GOAL OF THE EXERCISE:
Rewrite the whole listing so that "photograph" becomes "image" wherever it appears, with every other line left unchanged. Leave the pictures out of your answer.

SUPPLIED MATERIAL:
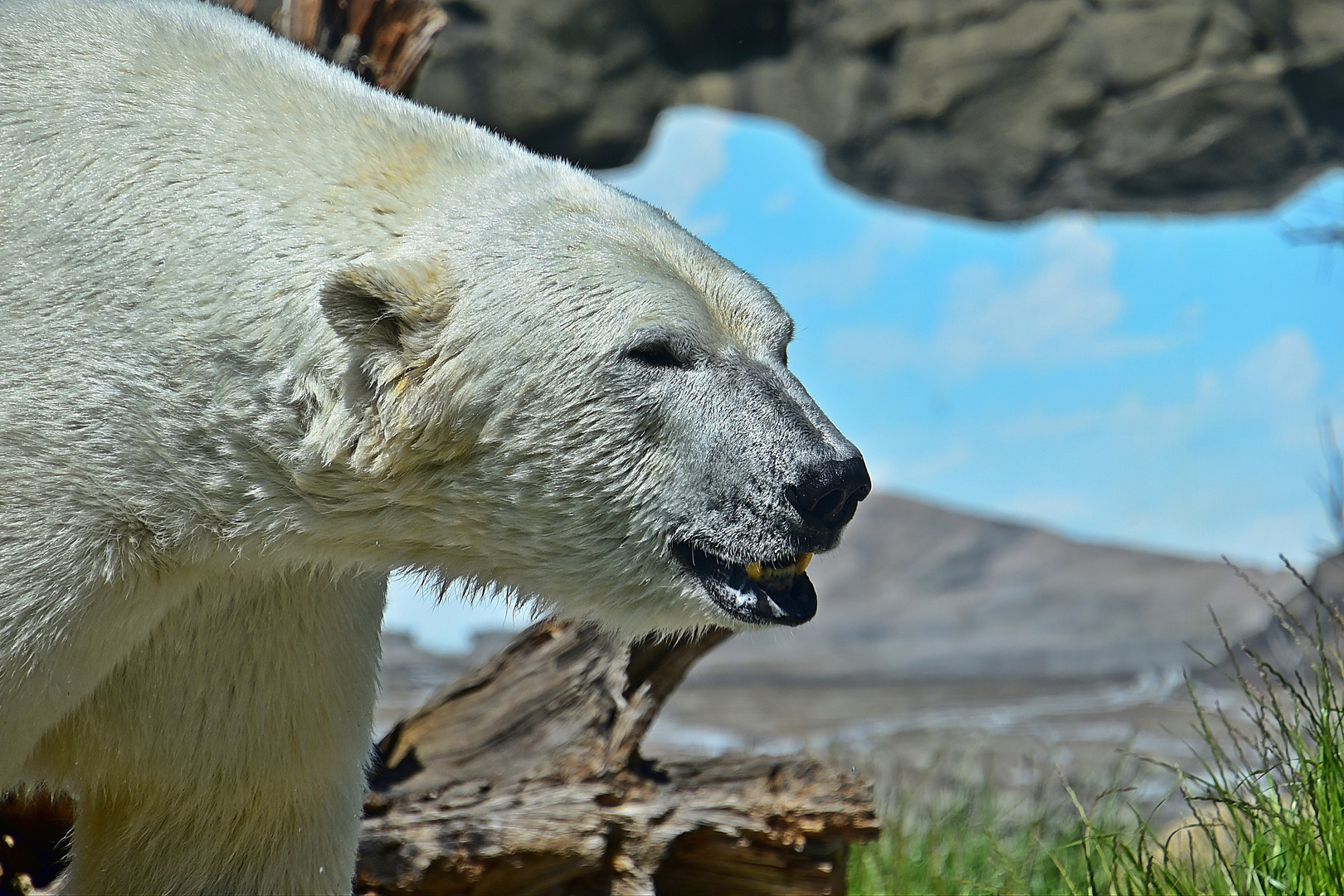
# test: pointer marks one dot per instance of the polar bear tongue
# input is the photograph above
(788, 601)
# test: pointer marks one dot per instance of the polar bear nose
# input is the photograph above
(830, 492)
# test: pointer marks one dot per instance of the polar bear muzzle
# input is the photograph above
(778, 592)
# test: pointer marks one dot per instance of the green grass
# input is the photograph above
(1264, 816)
(975, 843)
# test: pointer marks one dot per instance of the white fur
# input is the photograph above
(212, 451)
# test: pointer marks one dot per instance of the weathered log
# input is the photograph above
(526, 777)
(382, 41)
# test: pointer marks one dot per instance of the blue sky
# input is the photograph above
(1155, 382)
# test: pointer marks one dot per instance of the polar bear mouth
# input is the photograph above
(762, 592)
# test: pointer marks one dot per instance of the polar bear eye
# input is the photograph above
(655, 353)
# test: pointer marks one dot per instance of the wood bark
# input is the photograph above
(382, 41)
(526, 777)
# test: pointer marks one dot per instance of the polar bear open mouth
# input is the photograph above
(762, 592)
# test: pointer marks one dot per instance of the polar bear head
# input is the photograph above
(567, 395)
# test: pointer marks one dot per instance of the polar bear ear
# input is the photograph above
(364, 305)
(377, 306)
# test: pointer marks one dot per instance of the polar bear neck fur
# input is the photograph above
(268, 334)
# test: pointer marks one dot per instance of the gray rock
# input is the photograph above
(996, 109)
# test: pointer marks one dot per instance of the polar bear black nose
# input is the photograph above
(830, 492)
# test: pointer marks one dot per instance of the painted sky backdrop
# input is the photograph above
(1153, 382)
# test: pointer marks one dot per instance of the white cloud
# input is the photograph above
(1064, 310)
(1283, 368)
(852, 271)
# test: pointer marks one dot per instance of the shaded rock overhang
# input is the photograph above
(991, 109)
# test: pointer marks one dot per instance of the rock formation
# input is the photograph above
(995, 109)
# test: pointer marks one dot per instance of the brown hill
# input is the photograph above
(917, 592)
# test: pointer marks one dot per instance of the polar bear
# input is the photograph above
(268, 334)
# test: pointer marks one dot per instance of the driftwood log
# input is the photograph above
(526, 777)
(381, 41)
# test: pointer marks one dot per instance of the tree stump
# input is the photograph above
(526, 777)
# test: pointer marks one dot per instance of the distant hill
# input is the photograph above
(917, 592)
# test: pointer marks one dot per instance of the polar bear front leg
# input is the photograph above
(227, 754)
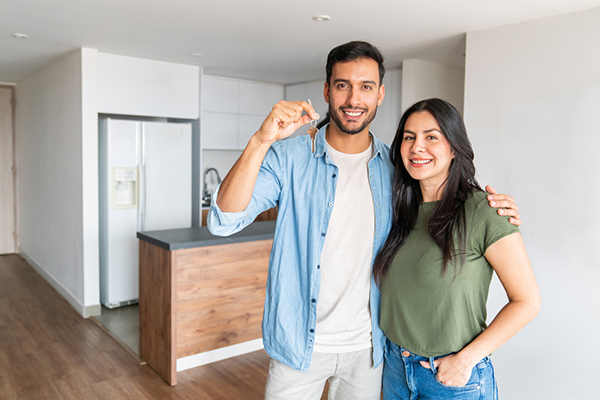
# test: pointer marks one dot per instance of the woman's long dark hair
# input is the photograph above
(447, 222)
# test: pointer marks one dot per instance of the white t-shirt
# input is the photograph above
(343, 313)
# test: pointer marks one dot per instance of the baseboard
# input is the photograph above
(85, 312)
(219, 354)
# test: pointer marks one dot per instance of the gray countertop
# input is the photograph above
(187, 238)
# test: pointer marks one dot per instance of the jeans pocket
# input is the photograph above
(471, 385)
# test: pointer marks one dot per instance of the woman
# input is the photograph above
(436, 266)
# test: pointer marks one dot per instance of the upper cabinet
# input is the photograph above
(134, 86)
(233, 110)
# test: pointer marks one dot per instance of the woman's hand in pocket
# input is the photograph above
(452, 370)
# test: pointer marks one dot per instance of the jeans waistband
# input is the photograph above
(410, 356)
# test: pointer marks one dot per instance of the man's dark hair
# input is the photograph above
(353, 51)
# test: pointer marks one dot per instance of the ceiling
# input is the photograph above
(265, 40)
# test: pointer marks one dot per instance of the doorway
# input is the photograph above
(7, 172)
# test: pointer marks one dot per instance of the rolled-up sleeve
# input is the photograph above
(265, 196)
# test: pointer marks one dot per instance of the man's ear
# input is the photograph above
(381, 95)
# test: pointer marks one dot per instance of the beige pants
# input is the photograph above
(350, 376)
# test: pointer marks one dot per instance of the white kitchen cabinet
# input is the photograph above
(233, 110)
(248, 125)
(220, 95)
(134, 86)
(259, 98)
(219, 131)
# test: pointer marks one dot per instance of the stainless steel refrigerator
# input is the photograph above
(145, 185)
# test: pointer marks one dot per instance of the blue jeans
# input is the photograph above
(404, 378)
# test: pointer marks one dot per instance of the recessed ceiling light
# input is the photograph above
(321, 18)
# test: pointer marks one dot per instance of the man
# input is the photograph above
(321, 316)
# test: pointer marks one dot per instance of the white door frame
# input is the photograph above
(8, 173)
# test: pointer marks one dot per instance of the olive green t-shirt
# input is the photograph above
(430, 314)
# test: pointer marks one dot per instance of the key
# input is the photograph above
(312, 131)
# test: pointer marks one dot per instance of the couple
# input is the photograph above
(372, 243)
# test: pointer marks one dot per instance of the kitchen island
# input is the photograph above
(201, 296)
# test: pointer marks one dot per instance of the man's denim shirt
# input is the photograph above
(302, 184)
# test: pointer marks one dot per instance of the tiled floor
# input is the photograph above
(123, 322)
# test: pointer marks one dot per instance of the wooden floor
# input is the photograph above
(47, 351)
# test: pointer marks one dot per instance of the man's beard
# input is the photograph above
(339, 122)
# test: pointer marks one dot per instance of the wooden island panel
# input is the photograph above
(199, 299)
(158, 295)
(221, 291)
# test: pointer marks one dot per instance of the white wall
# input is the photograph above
(532, 101)
(422, 80)
(56, 171)
(388, 114)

EXPECTED ANSWER:
# test: pointer marks one dot per instance of the polar bear tongue
# input is the image above
(788, 601)
# test: pointer marks one dot per instance of the polar bear nose
# input is the image above
(830, 492)
# test: pointer marks one dot per instance of the polar bear muzzle
# input is the image above
(778, 592)
# test: pointer marks one dot per instance of the green grass
# input is the image above
(1264, 816)
(975, 843)
# test: pointer marks one dot per instance of the white fur
# input is the image above
(212, 451)
# test: pointer marks one dot per instance of the weathered log
# input is the image above
(526, 777)
(382, 41)
# test: pointer marks one dot per instance of the blue sky
# input is the image above
(1155, 382)
# test: pointer marks one dot per instance of the polar bear mouth
# input is the image above
(762, 592)
# test: pointer marks one dot per instance of the polar bear eye
# input is the image above
(655, 353)
# test: pointer marks one dot per instance of the wood bark
# input is the image above
(382, 41)
(526, 777)
# test: pointer marks one dot per instance of the polar bear open mouth
# input is the image above
(762, 592)
# test: pointer marks one dot per instance of the polar bear head
# input is the image above
(567, 395)
# test: pointer marks one dot per instance of the polar bear ear
# input is the image above
(364, 305)
(377, 306)
# test: pointer marks one dot per instance of the polar bear neck fur
# input is the image above
(268, 334)
# test: pointer marks one dot per instance of the gray rock
# input is the image above
(996, 109)
# test: pointer marks one dot per instance of the polar bear black nose
# input is the image above
(830, 492)
# test: pointer marks one dot per instance of the painted sky backdrop
# input is the image above
(1153, 382)
# test: pointer marks one dot per instance of the white cloud
# input is the image above
(1064, 310)
(1283, 368)
(852, 271)
# test: pointer marks one dot per instance of the shaded rock overhang
# input is the image above
(991, 109)
# test: pointer marks one dot per instance of the rock formation
# input is the image above
(995, 109)
# test: pointer marks one dot per instance of the brown hill
# input is the image above
(917, 592)
# test: pointer marks one dot per instance of the polar bear
# input is the image above
(268, 334)
# test: pointer marks one dot per instance of the driftwood log
# input is the image above
(526, 777)
(381, 41)
# test: pointer marks one dot per instance of the tree stump
# input is the image above
(526, 777)
# test: pointer marks one dot per instance of the distant hill
# input is the image above
(917, 592)
# test: pointer marks one dot per instance of the polar bear front leg
# input is the image above
(227, 754)
# test: pointer marks one dot per instance of the woman's long dark hair
# input is the image above
(447, 222)
# test: pointer marks one dot per instance of the white t-shirt
# input is the image above
(343, 313)
# test: pointer marks one dot per instance of the baseboard
# input is the image above
(85, 312)
(219, 354)
# test: pointer marks one dot per instance of the gray countertop
# input is the image above
(187, 238)
# test: pointer marks one dot per instance of the jeans pocket
# input is the image above
(471, 385)
# test: pointer marks one dot per instance of the woman
# input is the image above
(436, 266)
# test: pointer marks one dot per instance of the upper cabinet
# input is the image above
(134, 86)
(233, 110)
# test: pointer marks one dot per instance of the woman's hand in pocket
# input is the image above
(452, 370)
# test: pointer marks one dot per instance of the jeans waistband
# input is the image above
(410, 356)
# test: pointer marks one dot per instance of the man's dark hair
# input is the image above
(353, 51)
# test: pointer marks one dot per instance of the ceiling
# input is the image above
(265, 40)
# test: pointer marks one dot per instance of the doorway
# input is the image above
(7, 172)
# test: pointer marks one dot per instance of the rolled-up sleeve
# input is the image above
(265, 196)
# test: pointer marks one dot per instance of the man's ear
# input is the image above
(381, 95)
# test: pointer marks one dot per instance of the beige pants
# input is the image above
(350, 376)
# test: pointer marks one dot per instance of the white kitchen cabinet
# input is the image above
(233, 110)
(248, 125)
(220, 95)
(134, 86)
(259, 98)
(219, 131)
# test: pointer marks one dot per instance of the stainless steel refrigerator
# input is the image above
(145, 185)
# test: pointer marks one dot per instance of the blue jeans
# input is the image above
(404, 378)
# test: pointer marks one dot per instance of the recessed ceiling light
# input is the image above
(321, 18)
# test: pointer marks one dot per instance of the man
# input is the image above
(321, 316)
# test: pointer marks one dot per instance of the white door frame
# input is the image above
(8, 173)
# test: pointer marks one dot per instance of the olive green t-shirt
# input is the image above
(430, 314)
# test: pointer marks one dot per instance of the key
# input is the image above
(312, 131)
# test: pointer marks one dot per instance of the couple
# input is the image above
(372, 243)
# test: pointer marks one dot per instance of the kitchen island
# input is the image above
(201, 296)
# test: pointer marks one dot per instance of the man's denim shirt
# input is the image above
(302, 184)
# test: pointer marks one dot per instance of the tiled floor
# input is the image above
(123, 322)
# test: pointer marks one dot per instance of the wooden floor
# input is the image above
(47, 351)
# test: pointer marks one dot per instance of the man's beard
# input is the image above
(339, 122)
# test: pointer marks one dot per instance of the wooden island panel
# input is the image above
(199, 299)
(158, 295)
(221, 291)
# test: pointer marks one dot per instance of the white wall
# input is the image above
(532, 101)
(422, 80)
(56, 171)
(388, 114)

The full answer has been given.